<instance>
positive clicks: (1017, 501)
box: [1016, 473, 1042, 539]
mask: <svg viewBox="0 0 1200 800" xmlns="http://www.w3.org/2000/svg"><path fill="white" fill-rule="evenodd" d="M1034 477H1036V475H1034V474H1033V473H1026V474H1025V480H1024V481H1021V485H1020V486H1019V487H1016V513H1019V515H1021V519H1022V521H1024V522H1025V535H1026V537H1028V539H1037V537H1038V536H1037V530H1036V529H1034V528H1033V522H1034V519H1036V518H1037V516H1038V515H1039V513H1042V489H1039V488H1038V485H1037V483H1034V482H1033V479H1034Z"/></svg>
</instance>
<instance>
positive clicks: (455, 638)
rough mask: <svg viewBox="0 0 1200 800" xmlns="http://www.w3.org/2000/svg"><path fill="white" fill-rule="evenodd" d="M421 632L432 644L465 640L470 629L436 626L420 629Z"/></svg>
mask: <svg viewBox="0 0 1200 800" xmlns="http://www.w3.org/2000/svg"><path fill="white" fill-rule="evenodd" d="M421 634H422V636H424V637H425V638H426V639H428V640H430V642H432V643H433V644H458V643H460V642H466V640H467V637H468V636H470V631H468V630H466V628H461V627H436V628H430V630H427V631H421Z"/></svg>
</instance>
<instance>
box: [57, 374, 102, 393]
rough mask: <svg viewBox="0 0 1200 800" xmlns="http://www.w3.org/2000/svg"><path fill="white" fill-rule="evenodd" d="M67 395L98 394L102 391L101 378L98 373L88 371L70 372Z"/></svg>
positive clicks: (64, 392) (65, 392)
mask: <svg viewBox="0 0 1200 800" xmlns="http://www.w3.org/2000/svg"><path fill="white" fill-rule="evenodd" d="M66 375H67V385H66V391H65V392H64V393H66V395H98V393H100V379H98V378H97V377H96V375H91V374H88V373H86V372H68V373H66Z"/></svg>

Task item :: Each line of the records must be reproduced exactly.

Response ::
<instance>
positive clicks: (1017, 501)
box: [1016, 473, 1042, 539]
mask: <svg viewBox="0 0 1200 800" xmlns="http://www.w3.org/2000/svg"><path fill="white" fill-rule="evenodd" d="M1034 477H1036V475H1034V474H1033V473H1026V474H1025V480H1024V481H1021V485H1020V486H1019V487H1016V513H1019V515H1021V519H1022V521H1024V522H1025V535H1026V537H1028V539H1037V537H1038V536H1037V530H1036V529H1034V528H1033V522H1034V519H1036V518H1037V516H1038V515H1039V513H1042V489H1039V488H1038V485H1037V483H1034V482H1033V479H1034Z"/></svg>
</instance>
<instance>
positive clicks: (455, 638)
rough mask: <svg viewBox="0 0 1200 800" xmlns="http://www.w3.org/2000/svg"><path fill="white" fill-rule="evenodd" d="M421 632L432 644L465 640L470 629L436 626L420 629Z"/></svg>
mask: <svg viewBox="0 0 1200 800" xmlns="http://www.w3.org/2000/svg"><path fill="white" fill-rule="evenodd" d="M421 634H422V636H424V637H425V638H426V639H428V640H430V642H432V643H433V644H458V643H460V642H466V640H467V637H468V636H470V631H468V630H466V628H461V627H436V628H430V630H427V631H421Z"/></svg>
</instance>
<instance>
box: [57, 374, 102, 393]
rough mask: <svg viewBox="0 0 1200 800" xmlns="http://www.w3.org/2000/svg"><path fill="white" fill-rule="evenodd" d="M67 395L98 394L102 391L101 378L98 373L88 371L70 372Z"/></svg>
positive clicks: (64, 392) (65, 392)
mask: <svg viewBox="0 0 1200 800" xmlns="http://www.w3.org/2000/svg"><path fill="white" fill-rule="evenodd" d="M66 375H67V385H66V391H65V392H64V393H66V395H98V393H100V379H98V378H97V377H96V375H91V374H88V373H86V372H68V373H66Z"/></svg>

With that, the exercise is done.